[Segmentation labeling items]
====================

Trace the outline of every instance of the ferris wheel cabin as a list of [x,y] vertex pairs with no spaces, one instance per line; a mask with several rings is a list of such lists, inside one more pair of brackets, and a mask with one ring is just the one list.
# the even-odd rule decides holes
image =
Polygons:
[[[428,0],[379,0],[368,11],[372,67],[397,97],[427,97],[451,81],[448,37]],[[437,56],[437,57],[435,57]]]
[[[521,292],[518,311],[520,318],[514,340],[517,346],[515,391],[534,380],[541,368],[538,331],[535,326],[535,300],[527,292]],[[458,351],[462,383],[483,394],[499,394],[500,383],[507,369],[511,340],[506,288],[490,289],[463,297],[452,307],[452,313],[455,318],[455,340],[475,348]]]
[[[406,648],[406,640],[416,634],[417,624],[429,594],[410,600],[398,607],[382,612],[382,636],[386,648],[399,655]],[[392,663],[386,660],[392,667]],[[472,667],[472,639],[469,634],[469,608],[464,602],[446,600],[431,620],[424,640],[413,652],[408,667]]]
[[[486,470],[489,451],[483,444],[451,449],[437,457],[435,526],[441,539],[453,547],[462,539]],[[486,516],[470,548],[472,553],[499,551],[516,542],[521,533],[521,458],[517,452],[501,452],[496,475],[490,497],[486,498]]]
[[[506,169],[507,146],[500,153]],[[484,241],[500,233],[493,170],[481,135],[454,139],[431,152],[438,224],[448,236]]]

====================

▸ **EXERCISE REQUIREMENTS**:
Copy every record above exactly as it appears.

▸ **WRITTEN SOLUTION**:
Trace the outline of every instance of the ferris wheel cabin as a list of [x,y] vertex pairs with no spaces, one instance per line; a mask with several rings is a list of such lists, inside one more pair of brackets, and a mask with one ring is just the one list.
# the even-odd rule decides holes
image =
Polygons:
[[[428,0],[379,0],[368,11],[372,67],[397,97],[427,97],[451,81],[448,37]],[[437,56],[437,57],[435,57]]]
[[[521,292],[518,311],[520,318],[514,340],[517,346],[515,391],[534,380],[541,368],[538,331],[535,326],[535,300],[527,292]],[[458,351],[462,383],[483,394],[499,394],[500,383],[507,369],[511,340],[506,288],[490,289],[463,297],[452,307],[452,313],[455,318],[455,340],[475,348]]]
[[[406,648],[406,640],[416,634],[417,624],[429,594],[410,600],[398,607],[382,612],[382,636],[386,648],[399,655]],[[392,663],[386,660],[392,667]],[[472,667],[472,639],[469,634],[469,608],[464,602],[446,600],[431,620],[424,640],[413,652],[408,667]]]
[[[486,470],[489,451],[483,444],[451,449],[437,457],[435,526],[441,539],[453,547],[462,539]],[[486,516],[470,548],[472,553],[499,551],[516,542],[521,533],[521,458],[517,452],[501,452],[496,475],[490,497],[486,498]]]
[[[506,169],[507,146],[500,153]],[[484,241],[500,233],[493,170],[481,135],[454,139],[431,152],[438,224],[448,236]]]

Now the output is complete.